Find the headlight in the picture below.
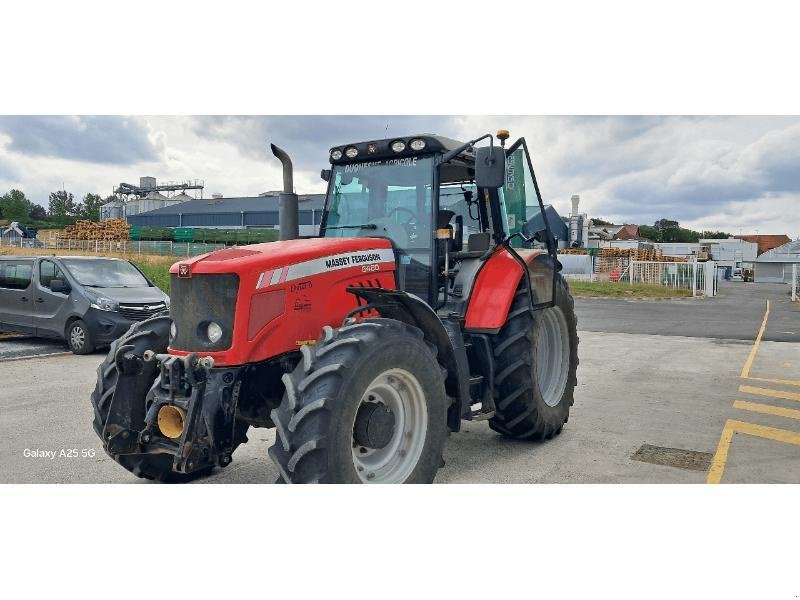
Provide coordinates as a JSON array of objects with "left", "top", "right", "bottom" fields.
[
  {"left": 164, "top": 296, "right": 171, "bottom": 308},
  {"left": 344, "top": 146, "right": 358, "bottom": 159},
  {"left": 170, "top": 322, "right": 177, "bottom": 339},
  {"left": 409, "top": 138, "right": 426, "bottom": 151},
  {"left": 207, "top": 322, "right": 223, "bottom": 344},
  {"left": 90, "top": 296, "right": 117, "bottom": 312},
  {"left": 330, "top": 148, "right": 343, "bottom": 160},
  {"left": 390, "top": 140, "right": 406, "bottom": 153}
]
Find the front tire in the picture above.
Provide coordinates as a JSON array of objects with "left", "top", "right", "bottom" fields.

---*---

*Problem description*.
Check each line above for the string "Find" and copy the ones that have it.

*Output below*.
Find the headlight in the picture below.
Find the front tire in the picture above.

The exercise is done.